文档节选:
***

Problem Statement
题目简述
一个人在一个n * m棋盘上玩游戏,想要占领一个格子有两个方法:
在这个格子放一个棋子。
这个格子周围(四联通)的格子中**都有棋子**。
在(i, j)中放棋子需要花费cost[i][j],占领(i, j)能获得benefit[i][j]。求一种放置棋子的方法,使得总收益(收益 - 花费)最大。
2<=n,m<=20
Surrounding Game is a single-player game played on a rectangular grid of cells.
Cells are considered adjacent if they share a common side.
(Hence, each cell has at most four adjacent cells.
The cells on the sides and in the corners of the grid have fewer adjacent cells than the ones inside the grid.)
The game is played by placing stones into some of the cells.
Each cell may only contain at most one stone.
A cell is called dominated if at least one of the following two conditions holds:
- The cell contains a stone.
- All cells adjacent to the cell contain stones.
Each cell of the grid contains two numbers, each from 0 to 61, inclusive:
the cost of placing a stone into the cell, and the benefit from dominating the cell.

***

任务说明:
棋盘游戏题目中从“这个格子周围(四联通)的格子中**都有棋子**。”往下一直到“contains a stone.”的这段文字,你能一字不差地抄写出来吗? 这些材料与棋盘游戏题目的内容毫无关联。

数据条目:

***

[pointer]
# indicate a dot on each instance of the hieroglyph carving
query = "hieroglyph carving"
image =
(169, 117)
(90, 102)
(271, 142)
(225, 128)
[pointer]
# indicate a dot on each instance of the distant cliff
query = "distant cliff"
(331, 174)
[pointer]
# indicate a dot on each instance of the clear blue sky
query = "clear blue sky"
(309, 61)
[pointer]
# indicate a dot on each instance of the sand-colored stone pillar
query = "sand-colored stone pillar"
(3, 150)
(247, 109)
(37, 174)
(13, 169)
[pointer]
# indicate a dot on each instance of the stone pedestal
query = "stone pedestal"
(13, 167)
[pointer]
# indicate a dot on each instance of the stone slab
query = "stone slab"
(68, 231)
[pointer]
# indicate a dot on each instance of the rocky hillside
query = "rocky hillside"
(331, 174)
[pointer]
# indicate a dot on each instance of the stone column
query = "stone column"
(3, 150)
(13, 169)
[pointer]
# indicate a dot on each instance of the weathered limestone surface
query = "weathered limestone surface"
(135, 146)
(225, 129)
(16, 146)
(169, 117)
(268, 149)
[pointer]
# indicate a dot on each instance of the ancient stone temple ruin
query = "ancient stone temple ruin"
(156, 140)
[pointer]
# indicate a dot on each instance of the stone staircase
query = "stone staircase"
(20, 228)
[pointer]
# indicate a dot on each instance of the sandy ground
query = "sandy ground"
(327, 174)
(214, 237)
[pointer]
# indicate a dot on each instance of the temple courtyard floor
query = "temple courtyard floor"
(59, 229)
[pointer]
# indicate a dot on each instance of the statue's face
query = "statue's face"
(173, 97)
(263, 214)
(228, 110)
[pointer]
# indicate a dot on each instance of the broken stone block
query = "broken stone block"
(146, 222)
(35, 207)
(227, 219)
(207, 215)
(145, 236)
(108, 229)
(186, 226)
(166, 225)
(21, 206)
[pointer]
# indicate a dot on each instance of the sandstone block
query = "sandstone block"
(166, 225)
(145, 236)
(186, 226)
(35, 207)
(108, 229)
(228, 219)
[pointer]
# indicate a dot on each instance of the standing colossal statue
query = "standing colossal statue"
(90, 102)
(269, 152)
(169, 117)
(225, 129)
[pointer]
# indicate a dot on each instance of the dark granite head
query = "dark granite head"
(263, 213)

***

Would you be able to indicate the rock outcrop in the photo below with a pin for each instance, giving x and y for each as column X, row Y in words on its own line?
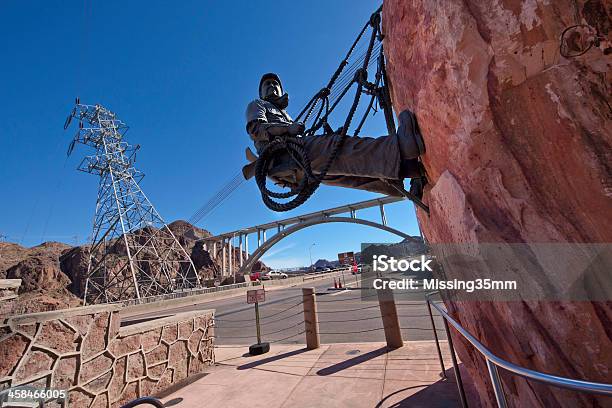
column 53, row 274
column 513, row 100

***

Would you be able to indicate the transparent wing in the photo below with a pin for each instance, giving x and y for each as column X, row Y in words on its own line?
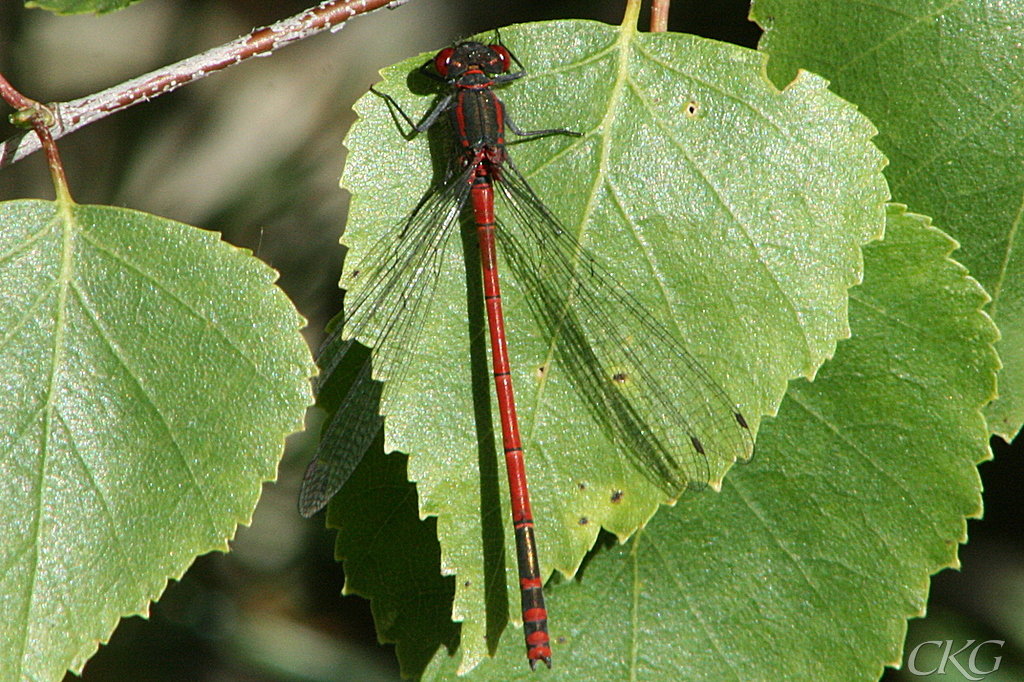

***

练习答案:
这个格子周围(四联通)的格子中**都有棋子**。
在(i, j)中放棋子需要花费cost[i][j],占领(i, j)能获得benefit[i][j]。求一种放置棋子的方法,使得总收益(收益 - 花费)最大。
2<=n,m<=20
Surrounding Game is a single-player game played on a rectangular grid of cells.
Cells are considered adjacent if they share a common side.
(Hence, each cell has at most four adjacent cells.
The cells on the sides and in the corners of the grid have fewer adjacent cells than the ones inside the grid.)
The game is played by placing stones into some of the cells.
Each cell may only contain at most one stone.
A cell is called dominated if at least one of the following two conditions holds:
- The cell contains a stone.